Return every line below that contains the word "green". Case counts.
— Begin AVAILABLE RECORDS —
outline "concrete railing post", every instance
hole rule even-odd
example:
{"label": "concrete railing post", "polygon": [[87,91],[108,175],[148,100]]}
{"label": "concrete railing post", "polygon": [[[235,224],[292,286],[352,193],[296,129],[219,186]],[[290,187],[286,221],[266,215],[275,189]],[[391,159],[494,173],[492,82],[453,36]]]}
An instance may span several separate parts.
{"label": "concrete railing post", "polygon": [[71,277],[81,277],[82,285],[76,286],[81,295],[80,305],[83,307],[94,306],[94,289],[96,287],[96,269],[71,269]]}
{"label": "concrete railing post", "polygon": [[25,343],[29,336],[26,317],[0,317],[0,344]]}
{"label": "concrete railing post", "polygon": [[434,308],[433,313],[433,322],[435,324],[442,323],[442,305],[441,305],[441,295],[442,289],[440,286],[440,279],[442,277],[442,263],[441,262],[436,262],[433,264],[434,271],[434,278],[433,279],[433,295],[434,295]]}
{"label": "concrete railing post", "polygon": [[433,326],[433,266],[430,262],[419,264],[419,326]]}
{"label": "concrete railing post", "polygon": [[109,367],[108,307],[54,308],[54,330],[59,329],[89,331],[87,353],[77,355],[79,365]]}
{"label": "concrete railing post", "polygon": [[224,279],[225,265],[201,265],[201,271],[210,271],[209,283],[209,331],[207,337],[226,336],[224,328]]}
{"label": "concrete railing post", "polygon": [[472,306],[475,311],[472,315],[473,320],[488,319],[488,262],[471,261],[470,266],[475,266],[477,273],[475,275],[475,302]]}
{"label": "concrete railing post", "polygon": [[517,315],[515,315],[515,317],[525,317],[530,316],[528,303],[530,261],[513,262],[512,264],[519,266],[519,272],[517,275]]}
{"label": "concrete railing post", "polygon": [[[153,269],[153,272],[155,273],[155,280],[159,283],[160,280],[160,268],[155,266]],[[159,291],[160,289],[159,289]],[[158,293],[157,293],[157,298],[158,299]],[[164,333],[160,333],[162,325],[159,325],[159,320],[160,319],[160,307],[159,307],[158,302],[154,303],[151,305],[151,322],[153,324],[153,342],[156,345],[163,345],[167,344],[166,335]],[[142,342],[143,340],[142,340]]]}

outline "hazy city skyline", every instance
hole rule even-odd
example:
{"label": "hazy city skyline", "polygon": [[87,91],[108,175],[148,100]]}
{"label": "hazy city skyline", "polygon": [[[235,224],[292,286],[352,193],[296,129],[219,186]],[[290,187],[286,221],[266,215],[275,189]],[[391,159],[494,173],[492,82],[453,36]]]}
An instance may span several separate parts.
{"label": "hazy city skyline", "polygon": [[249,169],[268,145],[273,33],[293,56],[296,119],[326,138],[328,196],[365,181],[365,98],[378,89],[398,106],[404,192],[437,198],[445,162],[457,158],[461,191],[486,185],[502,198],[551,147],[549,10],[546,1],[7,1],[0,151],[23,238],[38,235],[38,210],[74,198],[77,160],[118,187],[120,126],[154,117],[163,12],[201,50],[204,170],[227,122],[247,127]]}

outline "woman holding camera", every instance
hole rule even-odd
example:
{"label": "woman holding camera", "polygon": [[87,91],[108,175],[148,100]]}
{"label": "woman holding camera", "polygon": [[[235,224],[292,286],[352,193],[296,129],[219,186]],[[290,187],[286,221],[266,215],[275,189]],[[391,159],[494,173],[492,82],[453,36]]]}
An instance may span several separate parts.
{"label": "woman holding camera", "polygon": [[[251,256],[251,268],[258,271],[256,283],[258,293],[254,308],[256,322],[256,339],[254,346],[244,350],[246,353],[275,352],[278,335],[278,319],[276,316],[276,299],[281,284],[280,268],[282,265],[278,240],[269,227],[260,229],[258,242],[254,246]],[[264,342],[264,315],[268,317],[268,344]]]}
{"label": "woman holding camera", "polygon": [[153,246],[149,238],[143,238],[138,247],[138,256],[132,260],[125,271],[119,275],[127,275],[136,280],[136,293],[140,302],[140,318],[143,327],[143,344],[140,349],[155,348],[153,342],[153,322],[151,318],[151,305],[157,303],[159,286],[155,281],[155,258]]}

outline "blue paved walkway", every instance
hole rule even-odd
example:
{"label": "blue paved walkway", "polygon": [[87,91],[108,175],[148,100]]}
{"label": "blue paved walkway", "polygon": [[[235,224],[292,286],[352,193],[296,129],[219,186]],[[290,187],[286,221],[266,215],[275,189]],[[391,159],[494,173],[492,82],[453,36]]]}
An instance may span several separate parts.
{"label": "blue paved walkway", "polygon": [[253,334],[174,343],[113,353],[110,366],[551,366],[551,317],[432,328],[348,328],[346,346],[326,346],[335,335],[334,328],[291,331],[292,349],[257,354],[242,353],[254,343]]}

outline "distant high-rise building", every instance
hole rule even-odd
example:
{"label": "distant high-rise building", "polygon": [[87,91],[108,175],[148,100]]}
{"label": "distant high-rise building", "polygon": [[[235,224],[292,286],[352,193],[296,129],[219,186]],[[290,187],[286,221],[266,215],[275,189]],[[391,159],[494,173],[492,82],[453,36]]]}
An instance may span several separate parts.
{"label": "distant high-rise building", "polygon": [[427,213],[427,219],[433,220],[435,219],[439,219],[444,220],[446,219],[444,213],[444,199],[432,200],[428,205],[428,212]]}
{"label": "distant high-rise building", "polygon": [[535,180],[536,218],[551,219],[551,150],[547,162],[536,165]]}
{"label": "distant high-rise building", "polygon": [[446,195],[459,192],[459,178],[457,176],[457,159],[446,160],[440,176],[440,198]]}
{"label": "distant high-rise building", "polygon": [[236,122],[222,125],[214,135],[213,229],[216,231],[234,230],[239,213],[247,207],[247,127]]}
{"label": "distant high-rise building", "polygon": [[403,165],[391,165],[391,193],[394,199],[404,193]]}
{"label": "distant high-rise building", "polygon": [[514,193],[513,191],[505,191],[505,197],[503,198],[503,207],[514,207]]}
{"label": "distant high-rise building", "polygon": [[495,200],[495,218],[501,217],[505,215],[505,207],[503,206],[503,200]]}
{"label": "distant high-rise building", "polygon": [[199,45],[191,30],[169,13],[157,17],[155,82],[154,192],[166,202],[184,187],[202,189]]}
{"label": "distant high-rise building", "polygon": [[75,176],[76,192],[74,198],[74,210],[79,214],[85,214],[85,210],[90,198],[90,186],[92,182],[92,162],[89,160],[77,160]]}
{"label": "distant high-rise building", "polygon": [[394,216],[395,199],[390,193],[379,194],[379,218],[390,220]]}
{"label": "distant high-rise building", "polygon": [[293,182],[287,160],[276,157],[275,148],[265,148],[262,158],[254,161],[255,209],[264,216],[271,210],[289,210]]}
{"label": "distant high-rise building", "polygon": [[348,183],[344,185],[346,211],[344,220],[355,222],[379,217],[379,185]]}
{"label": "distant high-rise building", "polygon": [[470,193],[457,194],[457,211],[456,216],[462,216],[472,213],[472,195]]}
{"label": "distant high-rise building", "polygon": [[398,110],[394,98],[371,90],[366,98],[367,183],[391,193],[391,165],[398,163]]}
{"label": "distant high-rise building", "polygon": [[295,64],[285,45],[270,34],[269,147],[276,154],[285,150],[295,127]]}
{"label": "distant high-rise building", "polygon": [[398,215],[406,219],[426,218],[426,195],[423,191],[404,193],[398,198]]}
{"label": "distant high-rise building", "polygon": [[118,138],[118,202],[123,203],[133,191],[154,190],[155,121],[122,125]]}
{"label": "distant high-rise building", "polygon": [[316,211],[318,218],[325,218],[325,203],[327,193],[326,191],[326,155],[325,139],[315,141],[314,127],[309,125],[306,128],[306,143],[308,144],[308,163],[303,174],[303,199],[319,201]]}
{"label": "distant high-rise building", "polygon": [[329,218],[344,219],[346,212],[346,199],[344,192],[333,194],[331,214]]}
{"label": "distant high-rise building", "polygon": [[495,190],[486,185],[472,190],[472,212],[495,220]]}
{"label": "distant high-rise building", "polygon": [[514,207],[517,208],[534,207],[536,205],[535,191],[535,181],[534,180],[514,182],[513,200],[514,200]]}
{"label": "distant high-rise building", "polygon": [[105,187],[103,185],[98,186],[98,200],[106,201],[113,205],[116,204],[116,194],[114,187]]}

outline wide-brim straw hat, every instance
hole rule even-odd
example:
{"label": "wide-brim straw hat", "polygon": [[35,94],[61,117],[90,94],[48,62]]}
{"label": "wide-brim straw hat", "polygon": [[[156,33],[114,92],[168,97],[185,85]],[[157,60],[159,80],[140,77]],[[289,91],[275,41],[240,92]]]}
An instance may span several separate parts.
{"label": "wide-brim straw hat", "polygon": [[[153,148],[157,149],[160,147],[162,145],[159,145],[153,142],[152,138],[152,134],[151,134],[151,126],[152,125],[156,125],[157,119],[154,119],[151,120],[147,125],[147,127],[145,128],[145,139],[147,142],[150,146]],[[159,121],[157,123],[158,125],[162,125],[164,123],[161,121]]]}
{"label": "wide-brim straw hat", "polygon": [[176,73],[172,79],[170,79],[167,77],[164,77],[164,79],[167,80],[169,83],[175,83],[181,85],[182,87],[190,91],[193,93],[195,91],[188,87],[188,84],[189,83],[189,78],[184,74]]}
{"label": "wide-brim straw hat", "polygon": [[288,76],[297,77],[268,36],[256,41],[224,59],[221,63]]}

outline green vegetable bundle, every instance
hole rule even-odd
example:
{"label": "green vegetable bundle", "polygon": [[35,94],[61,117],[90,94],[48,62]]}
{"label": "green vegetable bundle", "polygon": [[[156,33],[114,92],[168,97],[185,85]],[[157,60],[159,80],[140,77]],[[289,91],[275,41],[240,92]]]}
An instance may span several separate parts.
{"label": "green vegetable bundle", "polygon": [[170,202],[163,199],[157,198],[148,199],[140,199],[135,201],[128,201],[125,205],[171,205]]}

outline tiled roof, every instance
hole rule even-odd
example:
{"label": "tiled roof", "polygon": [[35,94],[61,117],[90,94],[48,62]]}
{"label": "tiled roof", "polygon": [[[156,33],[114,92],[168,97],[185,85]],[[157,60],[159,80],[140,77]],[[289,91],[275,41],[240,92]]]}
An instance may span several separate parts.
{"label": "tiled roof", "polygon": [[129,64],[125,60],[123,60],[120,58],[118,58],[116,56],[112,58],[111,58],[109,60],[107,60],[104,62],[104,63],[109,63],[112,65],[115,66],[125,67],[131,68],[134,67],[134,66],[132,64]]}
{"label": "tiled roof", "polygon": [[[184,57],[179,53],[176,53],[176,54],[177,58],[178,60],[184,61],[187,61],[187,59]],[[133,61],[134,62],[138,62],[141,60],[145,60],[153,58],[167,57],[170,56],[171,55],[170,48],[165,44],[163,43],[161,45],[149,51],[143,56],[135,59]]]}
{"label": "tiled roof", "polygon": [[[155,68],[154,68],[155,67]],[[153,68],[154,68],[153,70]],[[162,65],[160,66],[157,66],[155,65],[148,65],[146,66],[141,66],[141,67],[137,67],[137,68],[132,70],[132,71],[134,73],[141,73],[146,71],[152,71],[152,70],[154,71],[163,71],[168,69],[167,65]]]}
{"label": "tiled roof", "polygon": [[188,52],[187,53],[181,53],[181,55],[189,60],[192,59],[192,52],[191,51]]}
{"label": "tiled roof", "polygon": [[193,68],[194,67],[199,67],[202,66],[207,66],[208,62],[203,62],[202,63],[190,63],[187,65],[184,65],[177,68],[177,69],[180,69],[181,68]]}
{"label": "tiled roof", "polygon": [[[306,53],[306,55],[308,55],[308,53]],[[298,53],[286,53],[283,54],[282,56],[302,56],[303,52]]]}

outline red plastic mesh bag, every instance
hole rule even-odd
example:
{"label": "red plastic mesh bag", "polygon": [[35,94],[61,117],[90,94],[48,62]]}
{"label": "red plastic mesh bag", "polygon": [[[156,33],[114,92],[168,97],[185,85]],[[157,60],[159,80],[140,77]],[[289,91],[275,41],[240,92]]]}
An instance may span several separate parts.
— End AVAILABLE RECORDS —
## FINAL RESULT
outline green vegetable bundle, every instance
{"label": "green vegetable bundle", "polygon": [[35,94],[61,117],[90,94],[48,62]]}
{"label": "green vegetable bundle", "polygon": [[[156,33],[114,92],[168,97],[185,85]],[[157,60],[159,80],[140,77]],[[289,91],[275,41],[240,92]]]}
{"label": "green vegetable bundle", "polygon": [[170,202],[163,199],[157,198],[148,199],[140,199],[135,201],[128,201],[125,205],[171,205]]}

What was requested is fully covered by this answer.